The High Court of Punjab and Haryana has orally approved the merger of Sun Pharmaceutical Industries and Ranbaxy Laboratories, as per a stock market disclosure. This takes the two firms closer to the closure of the deal which was announced almost a year ago.
Sun Pharma said a certified true copy of the court order is awaited.
Recently, the US Federal Trade Commission (FTC) approved the proposed $4-billion buyout of Ranbaxy by Sun Pharma. It completed its review of the deal and has granted early termination of the waiting period under the Hart-Scott-Rodino Antitrust Improvements Act.
FTC accepted a proposed consent agreement following which Sun Pharma and Ranbaxy have agreed to divest Ranbaxy’s interests in generic minocycline tablets and capsules to an external third party.
Generic minocycline tablets are used to treat an array of bacterial infections, including pneumonia, acne and urinary tract infections.
In December, the Indian fair trade regulator Competition Commission of India (CCI) had approved the mega deal with certain riders. As per the conditions, CCI directed both the companies to divest seven products as it found that the deal could hit competition in the Indian market.
Last April, Sun Pharma announced that it would take control on Ranbaxy in an all-stock transaction with a total equity value of $3.2 billion, along with debt of $800 million, taking the overall deal value to $4 billion.
This would be the biggest domestic M&A deal ever and by far the top pharma deal in local currency terms. The deal, once completed, would create India’s largest and world’s fifth-biggest drug maker with operations across 65 countries, 47 manufacturing facilities in five continents and a global portfolio of specialty and generic products.

- Task list -
1. Reproduce the part of the Sun Pharma–Ranbaxy article that opens with the words containing "Recently, the US" and closes with "external third party.".
2. Answer from the Sun Pharma–Ranbaxy article:
(a) How many products did the Competition Commission of India direct the two companies to divest?
(b) Which of Ranbaxy's interests did the companies agree to divest under the FTC consent agreement?
(c) In how many countries would the combined drug maker operate?
3. According to the Sun Pharma–Ranbaxy article, why did the Competition Commission of India direct both companies to divest seven products?
The records play no role in this work.

- Provided information -

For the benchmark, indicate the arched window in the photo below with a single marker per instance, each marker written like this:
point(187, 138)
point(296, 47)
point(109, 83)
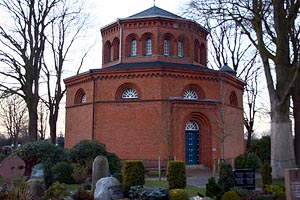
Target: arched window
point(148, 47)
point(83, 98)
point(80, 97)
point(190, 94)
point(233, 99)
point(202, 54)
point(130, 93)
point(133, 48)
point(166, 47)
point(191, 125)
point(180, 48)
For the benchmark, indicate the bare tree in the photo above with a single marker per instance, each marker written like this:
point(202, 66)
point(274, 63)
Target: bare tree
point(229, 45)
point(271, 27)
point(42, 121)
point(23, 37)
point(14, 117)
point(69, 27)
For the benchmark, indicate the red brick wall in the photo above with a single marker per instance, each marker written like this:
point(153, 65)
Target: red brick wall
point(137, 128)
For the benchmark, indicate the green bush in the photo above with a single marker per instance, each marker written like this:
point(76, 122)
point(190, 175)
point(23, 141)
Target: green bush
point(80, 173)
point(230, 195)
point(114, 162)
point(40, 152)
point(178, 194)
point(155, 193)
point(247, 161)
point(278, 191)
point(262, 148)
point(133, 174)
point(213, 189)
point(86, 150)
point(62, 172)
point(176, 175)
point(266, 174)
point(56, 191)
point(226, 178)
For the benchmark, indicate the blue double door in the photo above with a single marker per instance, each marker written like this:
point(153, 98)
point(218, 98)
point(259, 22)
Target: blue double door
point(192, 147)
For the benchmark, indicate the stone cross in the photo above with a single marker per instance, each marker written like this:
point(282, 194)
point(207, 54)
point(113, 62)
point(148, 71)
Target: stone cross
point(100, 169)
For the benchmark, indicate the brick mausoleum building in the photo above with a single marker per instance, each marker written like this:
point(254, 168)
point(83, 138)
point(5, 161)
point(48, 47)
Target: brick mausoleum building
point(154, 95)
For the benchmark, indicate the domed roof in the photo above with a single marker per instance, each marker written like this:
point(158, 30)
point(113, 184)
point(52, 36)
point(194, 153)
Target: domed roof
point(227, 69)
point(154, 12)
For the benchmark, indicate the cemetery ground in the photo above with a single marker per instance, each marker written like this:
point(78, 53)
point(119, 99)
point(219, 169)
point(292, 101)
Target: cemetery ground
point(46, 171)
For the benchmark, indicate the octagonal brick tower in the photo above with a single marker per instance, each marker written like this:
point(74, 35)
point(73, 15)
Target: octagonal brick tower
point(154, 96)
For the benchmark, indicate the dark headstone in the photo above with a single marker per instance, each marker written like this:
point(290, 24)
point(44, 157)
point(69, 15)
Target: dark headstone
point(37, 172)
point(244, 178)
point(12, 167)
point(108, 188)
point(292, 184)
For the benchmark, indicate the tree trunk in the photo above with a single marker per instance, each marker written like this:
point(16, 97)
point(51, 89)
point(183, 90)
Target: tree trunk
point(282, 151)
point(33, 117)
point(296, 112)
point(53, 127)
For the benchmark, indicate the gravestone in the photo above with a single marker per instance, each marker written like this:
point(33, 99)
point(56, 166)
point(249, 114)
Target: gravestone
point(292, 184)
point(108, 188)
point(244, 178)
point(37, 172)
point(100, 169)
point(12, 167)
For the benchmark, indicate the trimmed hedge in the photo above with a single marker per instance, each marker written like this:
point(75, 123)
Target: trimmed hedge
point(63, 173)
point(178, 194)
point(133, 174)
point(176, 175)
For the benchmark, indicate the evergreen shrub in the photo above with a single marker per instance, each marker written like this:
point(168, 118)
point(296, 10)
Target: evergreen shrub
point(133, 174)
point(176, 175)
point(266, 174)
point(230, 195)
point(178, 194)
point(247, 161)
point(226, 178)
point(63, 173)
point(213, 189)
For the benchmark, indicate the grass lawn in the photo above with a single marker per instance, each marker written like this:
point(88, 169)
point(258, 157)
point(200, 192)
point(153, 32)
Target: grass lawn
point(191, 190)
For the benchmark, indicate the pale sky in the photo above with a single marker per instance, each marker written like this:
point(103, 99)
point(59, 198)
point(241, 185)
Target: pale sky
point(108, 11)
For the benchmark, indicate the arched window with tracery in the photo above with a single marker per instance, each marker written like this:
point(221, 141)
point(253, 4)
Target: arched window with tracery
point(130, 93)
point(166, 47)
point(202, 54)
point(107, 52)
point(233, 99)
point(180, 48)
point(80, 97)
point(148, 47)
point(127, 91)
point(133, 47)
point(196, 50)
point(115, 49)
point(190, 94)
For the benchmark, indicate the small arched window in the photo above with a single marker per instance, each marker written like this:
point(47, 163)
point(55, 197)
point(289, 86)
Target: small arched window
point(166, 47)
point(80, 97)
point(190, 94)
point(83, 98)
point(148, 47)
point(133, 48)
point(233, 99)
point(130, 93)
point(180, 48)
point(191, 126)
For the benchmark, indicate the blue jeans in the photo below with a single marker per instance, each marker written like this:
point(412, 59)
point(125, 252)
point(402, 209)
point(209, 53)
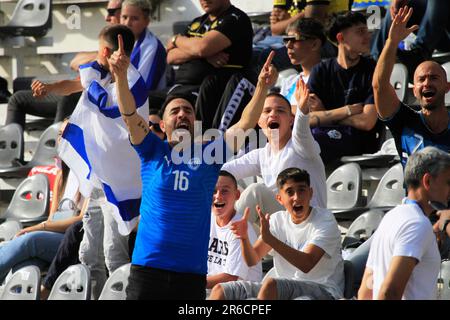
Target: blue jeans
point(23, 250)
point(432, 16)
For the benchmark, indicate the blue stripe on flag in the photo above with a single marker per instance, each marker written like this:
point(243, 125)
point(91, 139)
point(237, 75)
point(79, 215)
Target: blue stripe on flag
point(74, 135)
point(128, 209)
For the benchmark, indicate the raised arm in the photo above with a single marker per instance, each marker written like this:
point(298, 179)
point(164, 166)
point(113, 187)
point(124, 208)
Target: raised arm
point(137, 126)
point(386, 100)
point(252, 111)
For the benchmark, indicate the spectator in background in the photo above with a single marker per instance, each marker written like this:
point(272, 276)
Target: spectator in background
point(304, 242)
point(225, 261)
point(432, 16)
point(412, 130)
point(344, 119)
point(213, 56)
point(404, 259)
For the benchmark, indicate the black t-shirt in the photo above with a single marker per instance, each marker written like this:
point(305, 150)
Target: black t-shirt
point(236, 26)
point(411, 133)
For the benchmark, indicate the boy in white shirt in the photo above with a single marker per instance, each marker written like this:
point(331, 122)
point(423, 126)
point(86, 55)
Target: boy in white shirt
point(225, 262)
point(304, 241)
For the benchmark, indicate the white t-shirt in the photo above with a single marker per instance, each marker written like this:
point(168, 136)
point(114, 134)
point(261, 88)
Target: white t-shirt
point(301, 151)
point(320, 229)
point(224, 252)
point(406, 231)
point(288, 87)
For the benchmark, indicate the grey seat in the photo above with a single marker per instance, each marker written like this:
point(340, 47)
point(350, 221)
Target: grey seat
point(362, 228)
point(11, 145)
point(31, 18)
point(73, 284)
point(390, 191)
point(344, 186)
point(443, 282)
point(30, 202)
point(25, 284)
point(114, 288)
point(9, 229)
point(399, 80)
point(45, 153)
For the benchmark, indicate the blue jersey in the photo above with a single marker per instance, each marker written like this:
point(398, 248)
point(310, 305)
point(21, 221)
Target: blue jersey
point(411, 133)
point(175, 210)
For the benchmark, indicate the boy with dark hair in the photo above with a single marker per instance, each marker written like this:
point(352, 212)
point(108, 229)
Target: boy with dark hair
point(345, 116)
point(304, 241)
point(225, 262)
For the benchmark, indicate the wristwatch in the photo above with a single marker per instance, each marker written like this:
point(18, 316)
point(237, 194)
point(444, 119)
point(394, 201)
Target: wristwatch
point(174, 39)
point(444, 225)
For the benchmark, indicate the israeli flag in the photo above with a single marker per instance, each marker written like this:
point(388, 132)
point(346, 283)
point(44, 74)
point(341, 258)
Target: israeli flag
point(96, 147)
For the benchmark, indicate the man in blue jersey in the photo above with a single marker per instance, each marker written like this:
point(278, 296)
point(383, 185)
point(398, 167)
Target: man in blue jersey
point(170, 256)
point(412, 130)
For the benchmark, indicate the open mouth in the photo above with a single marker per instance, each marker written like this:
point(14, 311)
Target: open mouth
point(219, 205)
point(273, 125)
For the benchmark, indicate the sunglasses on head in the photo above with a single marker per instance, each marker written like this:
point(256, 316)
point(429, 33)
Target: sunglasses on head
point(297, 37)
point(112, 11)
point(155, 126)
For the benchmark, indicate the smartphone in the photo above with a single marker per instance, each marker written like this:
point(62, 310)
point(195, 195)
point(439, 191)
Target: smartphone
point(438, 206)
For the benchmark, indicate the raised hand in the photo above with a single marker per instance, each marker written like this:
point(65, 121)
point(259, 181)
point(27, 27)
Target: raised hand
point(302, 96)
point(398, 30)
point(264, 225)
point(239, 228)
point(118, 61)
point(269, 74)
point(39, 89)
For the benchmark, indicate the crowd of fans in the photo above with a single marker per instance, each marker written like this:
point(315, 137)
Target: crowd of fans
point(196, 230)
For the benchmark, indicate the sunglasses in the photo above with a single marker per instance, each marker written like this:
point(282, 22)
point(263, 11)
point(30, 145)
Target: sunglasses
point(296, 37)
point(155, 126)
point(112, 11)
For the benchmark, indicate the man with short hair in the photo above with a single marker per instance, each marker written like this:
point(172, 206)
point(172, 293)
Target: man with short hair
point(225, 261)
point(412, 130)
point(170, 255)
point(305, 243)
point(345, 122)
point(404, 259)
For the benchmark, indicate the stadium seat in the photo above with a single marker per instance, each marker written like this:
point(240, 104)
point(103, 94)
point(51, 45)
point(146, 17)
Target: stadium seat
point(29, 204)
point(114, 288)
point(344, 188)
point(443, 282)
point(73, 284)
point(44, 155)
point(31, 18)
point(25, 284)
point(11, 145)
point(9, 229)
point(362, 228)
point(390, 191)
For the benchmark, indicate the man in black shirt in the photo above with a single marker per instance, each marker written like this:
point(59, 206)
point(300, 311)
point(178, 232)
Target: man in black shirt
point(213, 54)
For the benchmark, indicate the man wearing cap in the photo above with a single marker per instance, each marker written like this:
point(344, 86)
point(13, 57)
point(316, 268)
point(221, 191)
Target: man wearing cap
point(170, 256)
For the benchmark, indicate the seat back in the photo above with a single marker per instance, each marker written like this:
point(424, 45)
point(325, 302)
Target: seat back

- Answers by item -
1.
Recently, the US Federal Trade Commission (FTC) approved the proposed $4-billion buyout of Ranbaxy by Sun Pharma. It completed its review of the deal and has granted early termination of the waiting period under the Hart-Scott-Rodino Antitrust Improvements Act.
FTC accepted a proposed consent agreement following which Sun Pharma and Ranbaxy have agreed to divest Ranbaxy’s interests in generic minocycline tablets and capsules to an external third party.

2.
(a) Seven products.
(b) Ranbaxy's interests in generic minocycline tablets and capsules.
(c) 65 countries.

3. The Competition Commission of India found that the deal could hit competition in the Indian market. It therefore approved the deal with conditions, including the divestment of seven products.